**What you should do:**
Please quote all of the data below verbatim, line for line.
* begin Raw records *
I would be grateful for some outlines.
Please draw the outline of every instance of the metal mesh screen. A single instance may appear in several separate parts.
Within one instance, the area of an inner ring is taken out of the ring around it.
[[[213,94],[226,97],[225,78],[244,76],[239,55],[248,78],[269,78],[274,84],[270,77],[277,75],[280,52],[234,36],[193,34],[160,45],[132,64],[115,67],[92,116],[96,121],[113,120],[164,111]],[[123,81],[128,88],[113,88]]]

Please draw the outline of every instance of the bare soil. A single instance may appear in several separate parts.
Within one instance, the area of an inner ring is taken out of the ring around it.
* end Raw records *
**Result:**
I would be grateful for some outlines.
Please draw the outline of every instance of the metal mesh screen. A single instance may appear in several separate parts.
Within one instance, the area of an inner ring is taken out of the ring around it.
[[[213,94],[226,97],[225,78],[244,76],[239,55],[248,78],[269,78],[274,84],[270,77],[277,75],[280,52],[234,36],[193,34],[160,45],[132,64],[115,67],[92,116],[96,121],[113,120],[164,111]],[[123,81],[128,88],[113,88]]]

Please draw the outline of every instance of the bare soil. A single instance may appear in several separate parts.
Within one instance, the area of an inner ring is taken out of the ring around it.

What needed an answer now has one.